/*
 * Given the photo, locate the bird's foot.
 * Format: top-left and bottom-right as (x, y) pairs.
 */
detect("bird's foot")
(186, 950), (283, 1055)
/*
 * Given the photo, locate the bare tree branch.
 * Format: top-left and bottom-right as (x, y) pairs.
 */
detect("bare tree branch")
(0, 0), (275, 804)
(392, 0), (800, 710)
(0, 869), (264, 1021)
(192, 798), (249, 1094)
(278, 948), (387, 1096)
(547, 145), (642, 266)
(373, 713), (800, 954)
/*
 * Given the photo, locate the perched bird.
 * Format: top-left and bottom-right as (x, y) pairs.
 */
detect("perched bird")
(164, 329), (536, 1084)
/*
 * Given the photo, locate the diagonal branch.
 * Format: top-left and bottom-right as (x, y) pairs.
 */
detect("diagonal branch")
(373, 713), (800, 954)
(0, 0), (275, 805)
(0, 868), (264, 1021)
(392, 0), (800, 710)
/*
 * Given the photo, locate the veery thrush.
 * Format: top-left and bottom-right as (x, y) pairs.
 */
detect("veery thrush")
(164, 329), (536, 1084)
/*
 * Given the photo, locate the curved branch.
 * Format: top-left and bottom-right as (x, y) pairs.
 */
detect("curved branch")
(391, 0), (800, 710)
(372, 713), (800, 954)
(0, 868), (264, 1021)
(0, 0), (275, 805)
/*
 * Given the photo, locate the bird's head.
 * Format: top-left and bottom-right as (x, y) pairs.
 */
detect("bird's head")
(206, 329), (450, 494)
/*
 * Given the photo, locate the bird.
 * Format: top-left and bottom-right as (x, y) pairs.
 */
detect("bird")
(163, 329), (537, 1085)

§ Given request: Write out everything from the start of the records down to the line containing "(186, 950), (283, 1055)", both ends included, leaving all text unchanged except that every bounding-box coordinate in the answers is shifted by -20.

§ Task response:
/*
 * Given the photo, locate the bird's foot.
 * Format: top-left and bottom-right as (x, y) pairs.
 */
detect("bird's foot")
(166, 930), (263, 1035)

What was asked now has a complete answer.